● **Task details**
From the passage on video frame artifacts, reproduce word for word the part that opens with the words containing "A consistent pattern of skipped" and closes with "30 to 25 fps has occurred.".

### Supplied text ###

Often referred to as “jaggies” or “stair-stepping”.

(Click image to enlarge)

Skipped Frames

When one or more frames of the originally captured video have been removed, causing a jump in motion or continuously choppy motion.
A consistent pattern of skipped frames is a severe issue that is usually caused by a destructive frame rate conversion. Common manifestations of this include:
- Every 4th frame being skipped in a 24 fps video.
  - This indicates a destructive frame rate conversion from 30 to 24 fps has occurred.
- Every 5th frame being skipped in a 25 fps video.
  - This indicates a destructive frame rate conversion from 30 to 25 fps has occurred.
- Every 25th frame being skipped in a 24 fps video.
  - This indicates a destructive frame rate conversion from 25 to 24 fps has occurred.

(Pause video, then use the “<” and “>” keyboard shortcuts to frame step –
Notice every 4th frame has double the movement from the previous frame)

Duplicate Frames

When one or more frames of the video appear identical to the frame before it, causing choppy motion.
A consistent pattern of duplicate frames is referred to as a “duplicate frame cadence” and is a severe issue that is usually caused by a destructive frame rate conversion. Common manifestations of this include:
- 4:1 duplicate frame cadence on a 30 fps file.
  - Four frames of active motion, followed by one duplicate frame throughout program.
  - This indicates a destructive frame rate conversion from 24 to 30 fps has occurred.
- 5:1 duplicate frame cadence on a 30 fps file.
  - Five frames of active motion, followed by one duplicate frame throughout program.
  - This indicates a destructive frame rate conversion from 25 to 30 fps has occurred.
- 24:1 duplicate frame cadence on a 25 fps file.
  - Twenty-four frames of active motion, followed by one duplicate frame throughout program.
  - This indicates a destructive frame rate conversion from 24 to 25 fps has occurred.

(Pause video, then use the “<” and “>” keyboard shortcuts to frame step –
Notice there are 4 frames of active motion for every 1 duplicate)

3:2 Pulldown / Telecine

A process in which native 23.98 or 24 fps progressive video is converted to 29.97 fps interlaced video to comply with legacy NTSC broadcast standards. For every three progressive frames in the resulting output, there are two interlaced frames.
Telecined assets are not accepted for Ingestion by UMG. If no pre-telecine source asset exists for a given video, an inverse telecine process must be performed before Ingestion.

(Notice the pattern of 3 progressive, 2 interlaced framesas the timecode increases)

Combing / Interlacing Artifacts

If interlaced source videos are incorrectly handled during the post-production process, interlacing artifacts (aka combing artifacts) can become “baked-in” to a progressive image and cannot be removed by a standard deinterlace process.

### Records shown ###

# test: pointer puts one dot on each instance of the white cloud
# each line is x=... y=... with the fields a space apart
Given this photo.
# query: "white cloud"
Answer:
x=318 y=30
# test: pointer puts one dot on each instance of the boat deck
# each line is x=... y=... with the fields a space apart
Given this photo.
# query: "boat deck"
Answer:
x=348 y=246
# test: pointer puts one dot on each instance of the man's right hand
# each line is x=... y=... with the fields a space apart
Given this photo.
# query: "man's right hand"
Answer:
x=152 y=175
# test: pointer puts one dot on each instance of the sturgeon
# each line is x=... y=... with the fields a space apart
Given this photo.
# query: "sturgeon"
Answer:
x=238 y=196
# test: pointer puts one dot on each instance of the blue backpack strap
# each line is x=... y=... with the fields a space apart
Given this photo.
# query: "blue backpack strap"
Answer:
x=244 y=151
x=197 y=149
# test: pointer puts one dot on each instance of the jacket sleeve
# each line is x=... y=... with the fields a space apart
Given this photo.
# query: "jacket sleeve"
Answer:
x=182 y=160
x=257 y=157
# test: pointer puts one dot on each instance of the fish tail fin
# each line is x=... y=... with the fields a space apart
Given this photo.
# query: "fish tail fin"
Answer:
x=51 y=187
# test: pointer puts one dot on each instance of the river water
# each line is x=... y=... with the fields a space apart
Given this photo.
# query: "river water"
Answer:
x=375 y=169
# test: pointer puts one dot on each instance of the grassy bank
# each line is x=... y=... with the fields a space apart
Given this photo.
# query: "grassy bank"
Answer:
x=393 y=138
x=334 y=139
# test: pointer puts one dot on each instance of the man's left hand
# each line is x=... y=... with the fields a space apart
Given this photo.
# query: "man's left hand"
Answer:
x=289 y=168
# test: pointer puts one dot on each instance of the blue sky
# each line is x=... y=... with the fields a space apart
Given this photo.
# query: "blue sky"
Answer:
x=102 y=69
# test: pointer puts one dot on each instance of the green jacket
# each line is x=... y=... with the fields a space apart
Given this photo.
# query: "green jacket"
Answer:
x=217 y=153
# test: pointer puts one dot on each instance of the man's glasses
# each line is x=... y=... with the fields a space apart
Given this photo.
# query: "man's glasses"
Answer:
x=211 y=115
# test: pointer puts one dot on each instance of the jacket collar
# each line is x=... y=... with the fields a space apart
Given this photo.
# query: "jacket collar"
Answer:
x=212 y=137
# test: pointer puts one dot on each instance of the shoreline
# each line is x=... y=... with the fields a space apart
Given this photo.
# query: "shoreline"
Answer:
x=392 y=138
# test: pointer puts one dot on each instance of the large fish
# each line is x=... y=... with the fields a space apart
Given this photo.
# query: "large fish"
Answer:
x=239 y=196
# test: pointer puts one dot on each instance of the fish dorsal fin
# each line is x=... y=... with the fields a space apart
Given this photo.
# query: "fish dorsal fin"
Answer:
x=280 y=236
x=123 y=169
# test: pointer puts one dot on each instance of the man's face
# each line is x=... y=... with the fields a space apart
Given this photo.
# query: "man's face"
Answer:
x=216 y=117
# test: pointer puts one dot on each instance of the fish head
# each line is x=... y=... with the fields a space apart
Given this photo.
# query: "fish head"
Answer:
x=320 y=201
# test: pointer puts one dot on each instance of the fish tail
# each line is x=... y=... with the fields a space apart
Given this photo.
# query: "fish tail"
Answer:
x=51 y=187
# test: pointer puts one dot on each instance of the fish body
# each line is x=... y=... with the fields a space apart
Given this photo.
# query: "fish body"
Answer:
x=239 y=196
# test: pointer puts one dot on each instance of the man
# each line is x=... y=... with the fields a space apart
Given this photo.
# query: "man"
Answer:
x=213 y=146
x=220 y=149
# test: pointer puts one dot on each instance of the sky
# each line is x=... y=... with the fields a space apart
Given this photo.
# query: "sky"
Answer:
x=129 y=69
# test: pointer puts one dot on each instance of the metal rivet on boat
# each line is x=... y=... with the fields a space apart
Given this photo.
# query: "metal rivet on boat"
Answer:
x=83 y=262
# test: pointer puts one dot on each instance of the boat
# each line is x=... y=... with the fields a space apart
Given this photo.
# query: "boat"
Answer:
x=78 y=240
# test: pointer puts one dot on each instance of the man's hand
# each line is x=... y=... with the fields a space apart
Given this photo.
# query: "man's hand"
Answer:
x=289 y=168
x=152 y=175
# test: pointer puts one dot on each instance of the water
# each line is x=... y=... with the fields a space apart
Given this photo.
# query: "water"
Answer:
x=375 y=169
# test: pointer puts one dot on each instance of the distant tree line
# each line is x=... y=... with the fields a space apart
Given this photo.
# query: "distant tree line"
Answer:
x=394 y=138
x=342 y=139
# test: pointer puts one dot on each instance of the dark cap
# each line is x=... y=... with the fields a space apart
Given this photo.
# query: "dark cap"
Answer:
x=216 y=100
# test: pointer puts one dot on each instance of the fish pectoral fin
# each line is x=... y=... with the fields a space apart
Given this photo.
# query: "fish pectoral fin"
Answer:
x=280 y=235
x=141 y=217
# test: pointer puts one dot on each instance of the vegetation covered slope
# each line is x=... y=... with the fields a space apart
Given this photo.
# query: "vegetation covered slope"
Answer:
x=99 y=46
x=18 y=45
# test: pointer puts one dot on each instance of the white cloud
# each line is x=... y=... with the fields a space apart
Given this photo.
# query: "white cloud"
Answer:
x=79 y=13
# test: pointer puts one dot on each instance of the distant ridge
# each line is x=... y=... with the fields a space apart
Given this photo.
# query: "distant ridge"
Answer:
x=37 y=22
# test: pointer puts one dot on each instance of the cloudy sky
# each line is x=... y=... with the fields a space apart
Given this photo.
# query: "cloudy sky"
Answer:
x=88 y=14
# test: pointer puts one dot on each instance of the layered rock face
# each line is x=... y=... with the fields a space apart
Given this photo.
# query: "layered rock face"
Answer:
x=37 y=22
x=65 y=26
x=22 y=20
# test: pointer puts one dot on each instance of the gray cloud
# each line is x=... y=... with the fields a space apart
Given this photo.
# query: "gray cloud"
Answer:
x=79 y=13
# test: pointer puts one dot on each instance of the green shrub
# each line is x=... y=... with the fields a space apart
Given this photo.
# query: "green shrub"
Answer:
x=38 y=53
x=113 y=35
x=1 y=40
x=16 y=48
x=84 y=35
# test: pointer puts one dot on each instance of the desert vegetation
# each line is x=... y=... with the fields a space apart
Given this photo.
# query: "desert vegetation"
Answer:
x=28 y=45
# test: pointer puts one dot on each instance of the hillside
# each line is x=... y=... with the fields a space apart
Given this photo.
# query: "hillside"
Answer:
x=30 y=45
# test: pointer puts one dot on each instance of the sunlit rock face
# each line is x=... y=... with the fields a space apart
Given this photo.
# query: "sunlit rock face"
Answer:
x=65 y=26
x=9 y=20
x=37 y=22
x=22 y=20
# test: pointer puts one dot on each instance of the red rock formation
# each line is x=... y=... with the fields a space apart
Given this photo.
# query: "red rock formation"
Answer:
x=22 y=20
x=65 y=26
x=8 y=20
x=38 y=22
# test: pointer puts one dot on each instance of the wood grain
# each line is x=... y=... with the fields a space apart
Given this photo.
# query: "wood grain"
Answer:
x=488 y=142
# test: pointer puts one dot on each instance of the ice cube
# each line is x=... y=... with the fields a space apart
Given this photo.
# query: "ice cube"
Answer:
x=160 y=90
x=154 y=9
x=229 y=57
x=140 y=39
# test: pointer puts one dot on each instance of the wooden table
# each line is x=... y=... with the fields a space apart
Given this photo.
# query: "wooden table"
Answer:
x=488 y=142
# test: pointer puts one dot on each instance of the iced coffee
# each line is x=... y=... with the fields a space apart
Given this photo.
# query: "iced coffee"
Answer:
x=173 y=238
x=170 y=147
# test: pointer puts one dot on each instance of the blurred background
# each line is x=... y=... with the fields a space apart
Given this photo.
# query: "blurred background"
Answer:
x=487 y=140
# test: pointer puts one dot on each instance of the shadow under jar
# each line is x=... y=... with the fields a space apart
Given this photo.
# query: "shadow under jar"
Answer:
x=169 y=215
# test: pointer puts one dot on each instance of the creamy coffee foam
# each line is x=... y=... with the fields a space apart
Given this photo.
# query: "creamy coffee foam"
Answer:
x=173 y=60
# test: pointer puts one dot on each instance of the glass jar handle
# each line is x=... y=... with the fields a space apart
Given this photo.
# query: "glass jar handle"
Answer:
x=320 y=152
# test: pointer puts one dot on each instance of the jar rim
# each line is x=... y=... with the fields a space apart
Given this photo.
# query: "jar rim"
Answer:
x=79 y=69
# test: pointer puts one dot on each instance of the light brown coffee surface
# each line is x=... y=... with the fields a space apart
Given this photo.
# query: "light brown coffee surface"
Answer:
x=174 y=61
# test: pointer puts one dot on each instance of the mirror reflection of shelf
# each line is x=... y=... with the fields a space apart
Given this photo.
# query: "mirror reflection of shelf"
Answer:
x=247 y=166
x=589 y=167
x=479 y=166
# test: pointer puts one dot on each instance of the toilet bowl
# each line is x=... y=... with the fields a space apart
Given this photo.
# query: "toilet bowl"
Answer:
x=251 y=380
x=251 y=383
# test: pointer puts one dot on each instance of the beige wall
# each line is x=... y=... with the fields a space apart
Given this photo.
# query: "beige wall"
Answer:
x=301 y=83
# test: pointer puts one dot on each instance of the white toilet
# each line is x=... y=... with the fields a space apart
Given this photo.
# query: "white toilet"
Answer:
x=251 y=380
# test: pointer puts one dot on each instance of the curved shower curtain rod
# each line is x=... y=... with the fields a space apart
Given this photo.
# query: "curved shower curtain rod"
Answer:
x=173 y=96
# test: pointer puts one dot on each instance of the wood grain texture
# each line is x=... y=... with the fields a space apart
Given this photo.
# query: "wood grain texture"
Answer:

###

● **Written reply**
A consistent pattern of skipped frames is a severe issue that is usually caused by a destructive frame rate conversion. Common manifestations of this include:
- Every 4th frame being skipped in a 24 fps video.
  - This indicates a destructive frame rate conversion from 30 to 24 fps has occurred.
- Every 5th frame being skipped in a 25 fps video.
  - This indicates a destructive frame rate conversion from 30 to 25 fps has occurred.